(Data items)
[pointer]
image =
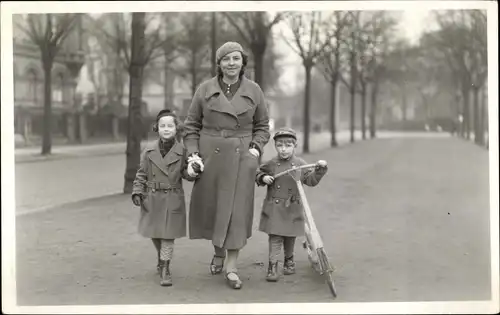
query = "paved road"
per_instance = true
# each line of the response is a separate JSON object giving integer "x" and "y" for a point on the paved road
{"x": 402, "y": 220}
{"x": 76, "y": 173}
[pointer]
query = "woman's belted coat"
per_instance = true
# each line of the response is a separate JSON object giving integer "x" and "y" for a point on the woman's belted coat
{"x": 221, "y": 131}
{"x": 159, "y": 181}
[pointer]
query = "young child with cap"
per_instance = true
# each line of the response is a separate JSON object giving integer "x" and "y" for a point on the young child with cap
{"x": 158, "y": 190}
{"x": 282, "y": 215}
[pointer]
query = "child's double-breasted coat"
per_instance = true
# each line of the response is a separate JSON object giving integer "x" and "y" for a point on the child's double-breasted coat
{"x": 282, "y": 212}
{"x": 159, "y": 181}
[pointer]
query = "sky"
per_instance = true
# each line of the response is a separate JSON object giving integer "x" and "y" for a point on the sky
{"x": 413, "y": 23}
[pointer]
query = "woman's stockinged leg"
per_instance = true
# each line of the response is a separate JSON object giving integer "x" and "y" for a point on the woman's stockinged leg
{"x": 167, "y": 249}
{"x": 275, "y": 245}
{"x": 232, "y": 260}
{"x": 289, "y": 244}
{"x": 220, "y": 254}
{"x": 166, "y": 254}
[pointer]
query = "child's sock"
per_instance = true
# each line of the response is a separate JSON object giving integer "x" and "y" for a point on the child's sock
{"x": 289, "y": 244}
{"x": 167, "y": 249}
{"x": 275, "y": 245}
{"x": 156, "y": 243}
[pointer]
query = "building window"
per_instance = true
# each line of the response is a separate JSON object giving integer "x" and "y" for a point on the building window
{"x": 32, "y": 86}
{"x": 57, "y": 94}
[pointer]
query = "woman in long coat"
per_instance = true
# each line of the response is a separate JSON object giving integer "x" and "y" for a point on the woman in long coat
{"x": 227, "y": 126}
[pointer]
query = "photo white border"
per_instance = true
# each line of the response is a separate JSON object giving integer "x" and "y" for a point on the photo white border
{"x": 8, "y": 176}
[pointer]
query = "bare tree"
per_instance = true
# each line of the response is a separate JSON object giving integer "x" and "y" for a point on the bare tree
{"x": 255, "y": 29}
{"x": 194, "y": 46}
{"x": 48, "y": 32}
{"x": 311, "y": 36}
{"x": 462, "y": 41}
{"x": 330, "y": 66}
{"x": 350, "y": 49}
{"x": 138, "y": 59}
{"x": 380, "y": 31}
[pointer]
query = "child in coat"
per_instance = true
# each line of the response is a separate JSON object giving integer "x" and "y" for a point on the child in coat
{"x": 282, "y": 215}
{"x": 158, "y": 190}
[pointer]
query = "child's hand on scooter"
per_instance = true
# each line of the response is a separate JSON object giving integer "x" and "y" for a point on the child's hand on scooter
{"x": 268, "y": 180}
{"x": 321, "y": 165}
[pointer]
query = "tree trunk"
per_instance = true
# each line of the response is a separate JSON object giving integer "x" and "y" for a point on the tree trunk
{"x": 484, "y": 117}
{"x": 47, "y": 104}
{"x": 214, "y": 44}
{"x": 305, "y": 148}
{"x": 166, "y": 90}
{"x": 373, "y": 111}
{"x": 353, "y": 97}
{"x": 404, "y": 107}
{"x": 363, "y": 110}
{"x": 333, "y": 112}
{"x": 477, "y": 126}
{"x": 259, "y": 67}
{"x": 134, "y": 128}
{"x": 466, "y": 111}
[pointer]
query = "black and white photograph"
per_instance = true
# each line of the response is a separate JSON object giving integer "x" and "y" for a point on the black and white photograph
{"x": 253, "y": 157}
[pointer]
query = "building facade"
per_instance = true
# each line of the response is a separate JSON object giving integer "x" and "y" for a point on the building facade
{"x": 29, "y": 84}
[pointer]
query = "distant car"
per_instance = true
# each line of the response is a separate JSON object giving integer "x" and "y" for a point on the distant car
{"x": 271, "y": 124}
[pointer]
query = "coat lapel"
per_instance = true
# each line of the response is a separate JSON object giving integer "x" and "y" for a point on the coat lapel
{"x": 156, "y": 158}
{"x": 245, "y": 98}
{"x": 174, "y": 154}
{"x": 220, "y": 103}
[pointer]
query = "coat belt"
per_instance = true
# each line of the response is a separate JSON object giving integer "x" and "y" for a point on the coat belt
{"x": 227, "y": 133}
{"x": 161, "y": 186}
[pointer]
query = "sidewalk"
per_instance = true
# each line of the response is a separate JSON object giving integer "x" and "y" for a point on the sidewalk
{"x": 392, "y": 214}
{"x": 32, "y": 154}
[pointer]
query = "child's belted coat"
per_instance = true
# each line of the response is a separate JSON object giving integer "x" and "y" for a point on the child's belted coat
{"x": 159, "y": 181}
{"x": 282, "y": 212}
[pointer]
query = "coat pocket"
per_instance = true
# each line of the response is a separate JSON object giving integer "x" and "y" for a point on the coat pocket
{"x": 145, "y": 205}
{"x": 175, "y": 203}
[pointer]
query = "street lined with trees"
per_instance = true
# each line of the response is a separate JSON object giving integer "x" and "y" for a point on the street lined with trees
{"x": 443, "y": 75}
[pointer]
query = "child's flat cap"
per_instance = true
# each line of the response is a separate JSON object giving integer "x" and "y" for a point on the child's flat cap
{"x": 285, "y": 132}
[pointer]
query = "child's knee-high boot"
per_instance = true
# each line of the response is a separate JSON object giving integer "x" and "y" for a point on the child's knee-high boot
{"x": 289, "y": 263}
{"x": 275, "y": 244}
{"x": 165, "y": 275}
{"x": 166, "y": 253}
{"x": 157, "y": 244}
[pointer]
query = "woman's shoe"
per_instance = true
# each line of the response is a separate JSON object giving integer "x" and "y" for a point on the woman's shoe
{"x": 216, "y": 269}
{"x": 234, "y": 284}
{"x": 272, "y": 272}
{"x": 289, "y": 266}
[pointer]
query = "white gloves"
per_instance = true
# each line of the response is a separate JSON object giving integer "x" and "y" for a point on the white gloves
{"x": 254, "y": 152}
{"x": 191, "y": 160}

■ ACTIVITY ■
Every word of the data should be reproduced exactly; please omit any pictures.

■ ANSWER BELOW ■
[pointer]
image =
query = "paved road"
per_instance = true
# each line of the response is a separate JSON object giving integer "x" and "y" for a point on the paved road
{"x": 402, "y": 220}
{"x": 76, "y": 173}
[pointer]
query = "woman's belted coat"
per_instance = true
# each line of the response is a separate JSON object giving integer "x" and "y" for a point on the woman's belted coat
{"x": 221, "y": 131}
{"x": 159, "y": 181}
[pointer]
query = "young child with cap"
per_instance = true
# each line of the response is a separate JSON object giving integer "x" and "y" for a point on the young child with cap
{"x": 158, "y": 190}
{"x": 282, "y": 215}
[pointer]
query = "child's double-breasted coat"
per_instance = true
# each line of the response is a separate JSON object giving integer "x" and "y" for a point on the child's double-breasted coat
{"x": 282, "y": 212}
{"x": 159, "y": 181}
[pointer]
query = "sky"
per_instance = true
# each line of the response is a separate JSON object giving integer "x" and "y" for a point on the sky
{"x": 413, "y": 23}
[pointer]
query = "woman's stockinged leg"
per_instance = true
# each line of the response is a separate JSON object giving integer "x" and "y" for a point on the woman's stockinged leg
{"x": 167, "y": 249}
{"x": 275, "y": 245}
{"x": 232, "y": 260}
{"x": 289, "y": 244}
{"x": 220, "y": 254}
{"x": 166, "y": 254}
[pointer]
query = "child's sock"
per_instance = true
# each line of the response is a separate JSON object giving integer "x" and "y" for a point on the child's sock
{"x": 289, "y": 244}
{"x": 167, "y": 249}
{"x": 275, "y": 245}
{"x": 156, "y": 243}
[pointer]
query = "building window"
per_instance = true
# each line of the response is a separate JSON object giving integer "x" and "y" for a point on the building window
{"x": 32, "y": 86}
{"x": 57, "y": 94}
[pointer]
query = "woman in long coat"
per_instance = true
# each line of the response is a separate JSON object giving integer "x" and "y" for a point on the woman in long coat
{"x": 227, "y": 126}
[pointer]
query = "photo white border"
per_instance = true
# each line of the response is a separate JSON object giving integer "x" and "y" for a point on the photo white border
{"x": 8, "y": 176}
[pointer]
query = "bare tree"
per_instance = true
# each line of the response is a separate JSON object giving integer "x" and "y" for a point on the bare tree
{"x": 255, "y": 29}
{"x": 194, "y": 46}
{"x": 48, "y": 32}
{"x": 311, "y": 36}
{"x": 462, "y": 41}
{"x": 330, "y": 66}
{"x": 350, "y": 49}
{"x": 138, "y": 59}
{"x": 380, "y": 31}
[pointer]
query = "child in coat"
per_instance = true
# each line of the response is a separate JSON object giving integer "x" and "y" for a point on the child in coat
{"x": 282, "y": 215}
{"x": 158, "y": 190}
[pointer]
query = "child's hand on scooter"
per_instance = true
# each line of the response is a separate JSON object giving integer "x" and "y" for a point on the child's hand on scooter
{"x": 268, "y": 180}
{"x": 321, "y": 165}
[pointer]
query = "tree trunk"
per_instance = true
# each line of the response is a separate JSON object giving integer "x" and "y" for a point on the tree trunk
{"x": 484, "y": 117}
{"x": 47, "y": 104}
{"x": 214, "y": 44}
{"x": 305, "y": 148}
{"x": 166, "y": 90}
{"x": 373, "y": 111}
{"x": 353, "y": 97}
{"x": 404, "y": 107}
{"x": 363, "y": 110}
{"x": 333, "y": 112}
{"x": 477, "y": 126}
{"x": 259, "y": 67}
{"x": 134, "y": 128}
{"x": 466, "y": 111}
[pointer]
query = "black and white photograph"
per_instance = true
# each line of the response is a separate JSON object giving integer "x" and "y" for a point on the black and white photograph
{"x": 253, "y": 157}
[pointer]
query = "building facade"
per_instance = true
# each line of the response is a separate JSON object giving integer "x" and "y" for a point on the building facade
{"x": 29, "y": 84}
[pointer]
query = "distant car"
per_instance = true
# each line of the response is a separate JSON object giving integer "x" and "y" for a point on the distant car
{"x": 271, "y": 124}
[pointer]
query = "coat lapel"
per_instance = true
# each line of the response is a separate JSON object giving integer "x" and "y" for a point on the coat lapel
{"x": 156, "y": 158}
{"x": 245, "y": 98}
{"x": 174, "y": 154}
{"x": 220, "y": 103}
[pointer]
query = "coat belt"
per_instance = true
# each line of the response is a separate JSON object giving integer "x" and "y" for a point on the coat belt
{"x": 227, "y": 133}
{"x": 161, "y": 186}
[pointer]
query = "sidewalk"
per_instance = true
# each line of the response is a separate JSON object giving integer "x" and "y" for a point on the sidewalk
{"x": 392, "y": 214}
{"x": 32, "y": 154}
[pointer]
query = "child's belted coat"
per_instance = true
# each line of the response is a separate JSON object giving integer "x" and "y" for a point on the child's belted coat
{"x": 159, "y": 181}
{"x": 282, "y": 212}
[pointer]
query = "coat pocket"
per_instance = true
# each line of the response is a separate JSON object giving integer "x" and "y" for a point on the coat pocket
{"x": 145, "y": 205}
{"x": 175, "y": 203}
[pointer]
query = "street lined with trees"
per_instance = true
# each line of the response is a separate JSON object giving integer "x" and "y" for a point on the street lined with trees
{"x": 443, "y": 75}
[pointer]
query = "child's flat cap"
per_instance = true
# each line of the response is a separate JSON object giving integer "x" and "y" for a point on the child's flat cap
{"x": 285, "y": 132}
[pointer]
query = "child's knee-high boot"
per_instance = true
# each line of the response is a separate JSON object giving integer "x" and "y" for a point on the child's knee-high boot
{"x": 289, "y": 263}
{"x": 275, "y": 244}
{"x": 165, "y": 275}
{"x": 166, "y": 253}
{"x": 157, "y": 244}
[pointer]
query = "woman's shoe"
per_instance = true
# each line of the response is a separate JSON object giving integer "x" and "y" for a point on the woman's shoe
{"x": 216, "y": 269}
{"x": 234, "y": 284}
{"x": 272, "y": 272}
{"x": 289, "y": 266}
[pointer]
query = "white gloves"
per_instance = true
# each line of the response is a separate JSON object giving integer "x" and "y" for a point on the white gloves
{"x": 254, "y": 152}
{"x": 191, "y": 160}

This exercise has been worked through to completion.